Task to carry out:
For each entry that follows, write out an identical copy.
Raw data below:
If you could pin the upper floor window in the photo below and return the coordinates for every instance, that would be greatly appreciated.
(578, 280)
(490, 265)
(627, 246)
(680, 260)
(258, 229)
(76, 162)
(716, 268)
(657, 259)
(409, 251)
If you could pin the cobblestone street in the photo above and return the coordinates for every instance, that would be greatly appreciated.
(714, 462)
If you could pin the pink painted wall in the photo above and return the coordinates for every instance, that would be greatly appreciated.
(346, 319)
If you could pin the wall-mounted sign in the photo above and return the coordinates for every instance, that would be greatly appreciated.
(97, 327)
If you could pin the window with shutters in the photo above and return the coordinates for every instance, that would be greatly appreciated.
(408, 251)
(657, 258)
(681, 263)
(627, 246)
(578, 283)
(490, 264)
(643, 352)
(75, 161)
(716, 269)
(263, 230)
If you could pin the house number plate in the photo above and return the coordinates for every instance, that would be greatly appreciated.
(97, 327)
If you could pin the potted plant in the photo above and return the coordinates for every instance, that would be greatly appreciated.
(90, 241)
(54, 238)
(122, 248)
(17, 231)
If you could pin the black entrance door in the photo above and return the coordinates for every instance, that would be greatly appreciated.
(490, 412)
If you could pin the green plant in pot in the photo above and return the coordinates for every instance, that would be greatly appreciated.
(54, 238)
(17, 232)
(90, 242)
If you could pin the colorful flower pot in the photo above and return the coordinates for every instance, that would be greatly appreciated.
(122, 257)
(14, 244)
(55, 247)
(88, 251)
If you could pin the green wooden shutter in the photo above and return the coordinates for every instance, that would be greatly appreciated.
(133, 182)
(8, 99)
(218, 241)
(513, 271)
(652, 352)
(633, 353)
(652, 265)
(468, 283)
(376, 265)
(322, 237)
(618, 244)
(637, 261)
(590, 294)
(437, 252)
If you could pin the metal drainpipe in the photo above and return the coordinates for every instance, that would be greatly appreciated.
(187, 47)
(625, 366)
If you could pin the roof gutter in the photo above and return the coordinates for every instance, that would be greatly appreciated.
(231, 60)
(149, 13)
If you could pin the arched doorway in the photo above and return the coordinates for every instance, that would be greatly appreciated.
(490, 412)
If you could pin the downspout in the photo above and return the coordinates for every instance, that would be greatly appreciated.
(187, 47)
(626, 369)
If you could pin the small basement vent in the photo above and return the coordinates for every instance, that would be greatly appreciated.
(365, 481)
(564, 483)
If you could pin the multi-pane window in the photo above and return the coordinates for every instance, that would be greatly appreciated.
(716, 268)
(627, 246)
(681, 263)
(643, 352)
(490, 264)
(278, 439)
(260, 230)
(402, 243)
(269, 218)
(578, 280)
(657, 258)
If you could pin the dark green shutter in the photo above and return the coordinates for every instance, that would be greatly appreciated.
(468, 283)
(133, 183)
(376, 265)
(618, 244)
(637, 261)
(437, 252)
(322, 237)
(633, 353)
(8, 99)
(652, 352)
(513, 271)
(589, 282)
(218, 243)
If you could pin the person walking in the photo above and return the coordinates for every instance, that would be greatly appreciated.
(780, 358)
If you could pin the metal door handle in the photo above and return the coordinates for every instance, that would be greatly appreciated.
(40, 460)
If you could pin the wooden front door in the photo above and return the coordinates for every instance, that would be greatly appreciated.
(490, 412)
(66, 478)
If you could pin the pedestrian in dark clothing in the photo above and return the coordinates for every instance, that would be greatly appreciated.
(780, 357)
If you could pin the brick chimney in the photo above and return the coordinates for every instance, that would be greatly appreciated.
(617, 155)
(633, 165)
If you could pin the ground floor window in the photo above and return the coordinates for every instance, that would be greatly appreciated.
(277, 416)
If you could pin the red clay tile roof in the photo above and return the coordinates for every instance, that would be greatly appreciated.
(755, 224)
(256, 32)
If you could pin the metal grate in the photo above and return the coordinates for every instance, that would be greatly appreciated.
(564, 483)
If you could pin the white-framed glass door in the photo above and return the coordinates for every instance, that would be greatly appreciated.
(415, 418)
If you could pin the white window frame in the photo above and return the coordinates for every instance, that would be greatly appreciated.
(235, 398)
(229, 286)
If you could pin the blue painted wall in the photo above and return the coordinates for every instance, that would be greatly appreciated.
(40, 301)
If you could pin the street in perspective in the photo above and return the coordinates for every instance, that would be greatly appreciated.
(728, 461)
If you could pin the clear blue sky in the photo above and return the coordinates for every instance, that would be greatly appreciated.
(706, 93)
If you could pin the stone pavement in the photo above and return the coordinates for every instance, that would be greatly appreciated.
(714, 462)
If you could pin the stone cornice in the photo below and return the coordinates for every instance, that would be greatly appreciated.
End of Raw data.
Response to the task:
If you could pin the upper floor window in the photo below and return the coordinates for every instance, that would be greatly appreciated.
(578, 280)
(490, 265)
(627, 246)
(680, 260)
(258, 229)
(76, 162)
(716, 268)
(657, 259)
(409, 251)
If you could pin the cobblestone street in the photo above and return the coordinates for every instance, that would be greatly appreciated.
(714, 462)
If you could pin the pink painted wall in the photo above and return the coordinates for every instance, that would be greatly appreciated.
(346, 319)
If you could pin the wall-mounted sign in the photo above and return the coordinates for every instance, that would be greatly appreciated.
(97, 327)
If you could pin the window with shutters in the photo above and return the coordinates for every instance, that would be greatly appreciated.
(408, 251)
(657, 258)
(681, 263)
(627, 246)
(578, 283)
(490, 264)
(643, 352)
(75, 161)
(716, 269)
(263, 230)
If you could pin the house number plate in the photo above and return the coordinates for every instance, that would be greatly appreciated.
(97, 327)
If you could pin the potted plant in the photo above and return the coordinates for every instance, that would be greatly appreciated.
(90, 241)
(54, 238)
(122, 248)
(17, 231)
If you could pin the black entrance door in the photo above and return the coordinates for every instance, that would be greatly appreciated.
(490, 412)
If you could pin the green plant in pot in the photo above and return the coordinates for every instance, that would be greatly appreciated.
(54, 238)
(17, 232)
(90, 242)
If you could pin the colorful flower pot in the photo above and return the coordinates for every instance, that would be greatly appreciated.
(122, 257)
(14, 244)
(55, 247)
(88, 251)
If you could pin the green wooden shutter in the photo above and return the coordinates for every instance, that would be greatly appreciated.
(133, 182)
(8, 99)
(218, 241)
(513, 271)
(652, 352)
(633, 353)
(652, 265)
(468, 283)
(376, 265)
(322, 237)
(618, 244)
(637, 261)
(590, 294)
(437, 252)
If you could pin the metal drainpipe in the photo above and return the coordinates for every instance, that would be greatly appreciated.
(187, 47)
(625, 366)
If you could pin the roof gutter in the photo above and return the coordinates for every instance, that would be greatly appreciated.
(231, 60)
(149, 13)
If you could pin the arched doorway in the photo above and return the coordinates for every instance, that would be greatly appreciated.
(490, 412)
If you could pin the downspout in the photo above and return the coordinates for every instance, that would be greatly appreciated.
(187, 47)
(626, 369)
If you could pin the small basement vent in the photo above and return the coordinates for every instance, that would be greatly appreciated.
(365, 481)
(564, 483)
If you could pin the multi-pane window in the photo above and return the coordinates for every instance, that would be greatly appreciated.
(716, 268)
(627, 246)
(681, 263)
(643, 352)
(490, 264)
(278, 439)
(260, 230)
(402, 243)
(269, 218)
(578, 280)
(657, 258)
If you could pin the dark green shutter in the photo above and return the coordinates for every instance, that would be greatly appreciated.
(468, 283)
(133, 183)
(376, 265)
(618, 244)
(637, 261)
(437, 252)
(322, 237)
(633, 353)
(8, 99)
(652, 352)
(513, 271)
(589, 282)
(218, 243)
If you could pin the person walking in the photo above and return the coordinates for every instance, that would be greatly appreciated.
(780, 358)
If you could pin the metal door handle in the photo above and return the coordinates for every instance, that would be greatly appreciated.
(40, 460)
If you could pin the wooden front door in the photo above and return the coordinates for every instance, that would be greatly appreciated.
(490, 412)
(66, 478)
If you could pin the pedestrian in dark clothing in the photo above and return the coordinates for every instance, that would be greatly appreciated.
(780, 357)
If you could pin the brick chimney in the photo above and return the coordinates for every instance, that would be greatly appreciated.
(617, 155)
(633, 165)
If you could pin the ground floor window in the photo above and return the coordinates for every instance, that would be greatly appreciated.
(277, 416)
If you could pin the red clay tile roof in the photo above and return the coordinates for every instance, that would be greatly appreciated.
(755, 224)
(256, 32)
If you could pin the metal grate in the photo above and return the coordinates for every instance, that would be greatly appreciated.
(564, 483)
If you could pin the white-framed glass door in the photo above and return the coordinates for every instance, that would be greatly appreciated.
(415, 418)
If you could pin the white window frame in the photo above and return the coordinates for every instance, that would be greatly appreciated.
(235, 398)
(229, 286)
If you could pin the blue painted wall in the photo above and return the coordinates for every instance, that would be greatly appreciated.
(40, 301)
If you could pin the street in perspective in the photo above and return the coordinates for every instance, that would be greatly appreciated.
(728, 461)
If you could pin the clear blue sky in the photo above and return the coordinates for every instance, that would be greatly appreciated.
(706, 93)
If you could pin the stone pavement in the photo above and return the coordinates for every instance, that would be greatly appreciated.
(714, 462)
If you could pin the stone cornice in the photo below and return the coordinates for every instance, that would be greatly appreciated.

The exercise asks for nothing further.